▶ _DIRECTIONS FOR THIS TASK_:
Select every line in the lines below that contains the word "green", and copy each one.

▶ _RECORDS FOR PROCESSING_:
===

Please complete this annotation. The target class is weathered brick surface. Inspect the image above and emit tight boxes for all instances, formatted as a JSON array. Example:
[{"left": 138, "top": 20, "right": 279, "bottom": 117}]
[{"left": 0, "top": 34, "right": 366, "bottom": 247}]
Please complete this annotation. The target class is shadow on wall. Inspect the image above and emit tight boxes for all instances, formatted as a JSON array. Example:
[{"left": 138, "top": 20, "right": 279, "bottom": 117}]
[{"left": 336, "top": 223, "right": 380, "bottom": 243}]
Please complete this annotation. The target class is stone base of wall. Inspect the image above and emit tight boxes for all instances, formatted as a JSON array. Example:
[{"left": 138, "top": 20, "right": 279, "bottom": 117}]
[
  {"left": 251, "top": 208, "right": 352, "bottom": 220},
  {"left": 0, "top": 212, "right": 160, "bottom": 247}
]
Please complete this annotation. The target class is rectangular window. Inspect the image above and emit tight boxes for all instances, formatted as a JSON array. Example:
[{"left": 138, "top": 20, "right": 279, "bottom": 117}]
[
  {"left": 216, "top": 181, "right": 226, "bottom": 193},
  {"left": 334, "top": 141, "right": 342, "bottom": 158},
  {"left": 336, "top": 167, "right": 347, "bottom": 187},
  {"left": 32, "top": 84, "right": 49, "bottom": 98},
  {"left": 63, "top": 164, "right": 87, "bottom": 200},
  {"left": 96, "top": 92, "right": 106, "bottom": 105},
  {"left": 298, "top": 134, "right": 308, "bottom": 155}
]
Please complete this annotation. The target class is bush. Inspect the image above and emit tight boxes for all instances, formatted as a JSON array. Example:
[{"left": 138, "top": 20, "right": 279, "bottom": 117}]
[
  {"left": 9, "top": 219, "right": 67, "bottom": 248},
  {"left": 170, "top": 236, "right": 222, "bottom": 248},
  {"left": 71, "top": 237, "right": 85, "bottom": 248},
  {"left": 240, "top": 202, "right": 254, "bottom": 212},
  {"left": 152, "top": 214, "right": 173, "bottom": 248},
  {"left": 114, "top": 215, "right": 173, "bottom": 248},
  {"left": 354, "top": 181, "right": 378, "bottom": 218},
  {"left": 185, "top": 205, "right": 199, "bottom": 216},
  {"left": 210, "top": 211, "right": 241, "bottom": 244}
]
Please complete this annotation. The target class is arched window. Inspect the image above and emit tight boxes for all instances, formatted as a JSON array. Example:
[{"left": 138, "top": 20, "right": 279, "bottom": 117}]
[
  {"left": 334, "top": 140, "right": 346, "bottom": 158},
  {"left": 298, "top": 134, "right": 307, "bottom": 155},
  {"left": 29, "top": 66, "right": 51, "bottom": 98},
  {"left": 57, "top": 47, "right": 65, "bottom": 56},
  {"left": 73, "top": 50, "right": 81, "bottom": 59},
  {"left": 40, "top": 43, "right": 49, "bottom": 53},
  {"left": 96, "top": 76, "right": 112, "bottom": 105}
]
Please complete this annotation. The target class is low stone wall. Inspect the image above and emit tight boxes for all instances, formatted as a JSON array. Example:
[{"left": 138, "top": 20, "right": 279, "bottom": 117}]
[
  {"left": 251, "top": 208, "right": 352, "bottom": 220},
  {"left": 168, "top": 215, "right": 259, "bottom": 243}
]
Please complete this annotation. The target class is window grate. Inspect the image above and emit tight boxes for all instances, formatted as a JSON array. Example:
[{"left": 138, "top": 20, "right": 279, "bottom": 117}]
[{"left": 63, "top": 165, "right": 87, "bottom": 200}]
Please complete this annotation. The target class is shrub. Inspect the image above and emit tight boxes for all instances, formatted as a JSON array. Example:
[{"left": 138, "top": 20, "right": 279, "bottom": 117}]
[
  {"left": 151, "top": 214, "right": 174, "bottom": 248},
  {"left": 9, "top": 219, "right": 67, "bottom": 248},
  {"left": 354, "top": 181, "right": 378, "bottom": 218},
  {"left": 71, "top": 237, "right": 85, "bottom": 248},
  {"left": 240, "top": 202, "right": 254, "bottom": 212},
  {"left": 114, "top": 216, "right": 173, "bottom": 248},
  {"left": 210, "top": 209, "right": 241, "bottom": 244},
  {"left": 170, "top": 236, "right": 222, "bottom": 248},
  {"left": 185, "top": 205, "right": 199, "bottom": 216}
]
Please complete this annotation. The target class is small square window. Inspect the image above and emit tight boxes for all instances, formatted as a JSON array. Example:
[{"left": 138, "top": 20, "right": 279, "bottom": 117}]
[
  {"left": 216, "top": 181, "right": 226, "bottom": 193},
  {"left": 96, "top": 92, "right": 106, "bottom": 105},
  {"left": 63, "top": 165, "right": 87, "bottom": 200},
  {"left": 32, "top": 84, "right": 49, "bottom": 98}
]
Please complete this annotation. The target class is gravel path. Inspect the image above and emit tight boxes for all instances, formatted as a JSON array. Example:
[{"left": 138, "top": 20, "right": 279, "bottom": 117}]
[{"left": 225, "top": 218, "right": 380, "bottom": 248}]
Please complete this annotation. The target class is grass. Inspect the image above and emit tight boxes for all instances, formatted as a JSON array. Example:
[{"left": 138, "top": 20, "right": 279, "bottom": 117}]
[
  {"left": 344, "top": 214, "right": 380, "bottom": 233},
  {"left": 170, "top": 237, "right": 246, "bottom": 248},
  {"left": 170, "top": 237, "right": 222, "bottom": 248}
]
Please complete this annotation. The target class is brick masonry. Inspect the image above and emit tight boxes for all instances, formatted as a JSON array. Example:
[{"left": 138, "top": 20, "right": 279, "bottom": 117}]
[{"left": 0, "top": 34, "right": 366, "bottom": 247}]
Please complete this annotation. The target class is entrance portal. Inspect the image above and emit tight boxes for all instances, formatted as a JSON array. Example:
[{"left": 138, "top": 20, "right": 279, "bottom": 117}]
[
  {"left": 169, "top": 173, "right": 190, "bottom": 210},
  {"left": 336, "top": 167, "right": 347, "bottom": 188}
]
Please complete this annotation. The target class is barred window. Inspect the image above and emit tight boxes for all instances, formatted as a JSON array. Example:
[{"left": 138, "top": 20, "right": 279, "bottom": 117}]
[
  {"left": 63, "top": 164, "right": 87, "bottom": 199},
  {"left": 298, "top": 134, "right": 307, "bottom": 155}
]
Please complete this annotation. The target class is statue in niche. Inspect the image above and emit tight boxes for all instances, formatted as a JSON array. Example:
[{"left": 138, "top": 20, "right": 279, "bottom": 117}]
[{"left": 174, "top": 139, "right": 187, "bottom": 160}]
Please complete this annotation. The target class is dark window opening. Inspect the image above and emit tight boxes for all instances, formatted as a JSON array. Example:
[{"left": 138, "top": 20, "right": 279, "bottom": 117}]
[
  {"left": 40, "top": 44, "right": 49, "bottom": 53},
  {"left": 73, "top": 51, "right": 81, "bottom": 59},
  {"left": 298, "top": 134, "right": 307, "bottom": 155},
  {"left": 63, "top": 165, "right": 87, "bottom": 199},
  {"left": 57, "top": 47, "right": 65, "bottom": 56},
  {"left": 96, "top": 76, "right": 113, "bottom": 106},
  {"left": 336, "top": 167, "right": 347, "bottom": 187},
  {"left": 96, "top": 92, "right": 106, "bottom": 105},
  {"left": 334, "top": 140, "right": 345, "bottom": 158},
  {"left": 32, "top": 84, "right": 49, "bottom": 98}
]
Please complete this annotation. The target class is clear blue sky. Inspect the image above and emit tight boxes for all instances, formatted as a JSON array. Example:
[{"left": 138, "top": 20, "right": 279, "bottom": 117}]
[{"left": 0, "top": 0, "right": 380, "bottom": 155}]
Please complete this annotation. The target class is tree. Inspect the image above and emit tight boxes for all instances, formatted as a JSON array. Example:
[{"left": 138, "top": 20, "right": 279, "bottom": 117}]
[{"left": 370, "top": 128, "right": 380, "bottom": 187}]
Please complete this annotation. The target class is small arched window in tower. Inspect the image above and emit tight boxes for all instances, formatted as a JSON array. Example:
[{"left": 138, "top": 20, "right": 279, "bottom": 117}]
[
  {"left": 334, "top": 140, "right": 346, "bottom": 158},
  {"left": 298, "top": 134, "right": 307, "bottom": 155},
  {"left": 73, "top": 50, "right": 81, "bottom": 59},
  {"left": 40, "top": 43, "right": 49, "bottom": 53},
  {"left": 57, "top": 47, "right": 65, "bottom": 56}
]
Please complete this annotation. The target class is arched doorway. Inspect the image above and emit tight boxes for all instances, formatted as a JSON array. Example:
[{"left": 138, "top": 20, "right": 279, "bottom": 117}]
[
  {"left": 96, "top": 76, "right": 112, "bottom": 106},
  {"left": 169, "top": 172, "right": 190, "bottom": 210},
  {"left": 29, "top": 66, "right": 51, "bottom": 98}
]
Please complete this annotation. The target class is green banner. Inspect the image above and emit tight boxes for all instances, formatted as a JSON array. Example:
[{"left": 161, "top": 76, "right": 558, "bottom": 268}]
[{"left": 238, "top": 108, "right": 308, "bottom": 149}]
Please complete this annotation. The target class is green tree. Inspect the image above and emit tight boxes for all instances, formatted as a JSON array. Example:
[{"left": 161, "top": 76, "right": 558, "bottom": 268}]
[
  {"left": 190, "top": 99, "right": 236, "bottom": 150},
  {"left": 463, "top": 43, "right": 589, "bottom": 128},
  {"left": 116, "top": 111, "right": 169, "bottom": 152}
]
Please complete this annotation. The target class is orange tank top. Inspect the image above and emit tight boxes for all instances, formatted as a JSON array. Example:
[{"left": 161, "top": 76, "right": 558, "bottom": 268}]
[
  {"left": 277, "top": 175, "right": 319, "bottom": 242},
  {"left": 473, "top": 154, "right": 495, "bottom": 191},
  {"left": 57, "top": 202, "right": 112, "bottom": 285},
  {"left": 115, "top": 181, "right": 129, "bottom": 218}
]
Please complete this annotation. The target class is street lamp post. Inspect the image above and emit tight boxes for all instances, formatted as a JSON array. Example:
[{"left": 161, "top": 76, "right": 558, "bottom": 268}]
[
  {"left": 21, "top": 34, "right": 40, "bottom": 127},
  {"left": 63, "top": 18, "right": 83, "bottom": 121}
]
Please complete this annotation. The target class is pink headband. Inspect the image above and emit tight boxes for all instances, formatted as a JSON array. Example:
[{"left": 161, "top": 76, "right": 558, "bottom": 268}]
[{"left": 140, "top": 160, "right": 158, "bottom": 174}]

===

▶ _WRITTEN SOLUTION_:
Please complete this annotation. The target class is green banner. Inspect the image above and emit tight boxes for all instances, formatted as a JSON array. Example:
Please complete this annotation. The target class is green tree. Inspect the image above and emit tight boxes for all instances, formatted as a JSON array. Example:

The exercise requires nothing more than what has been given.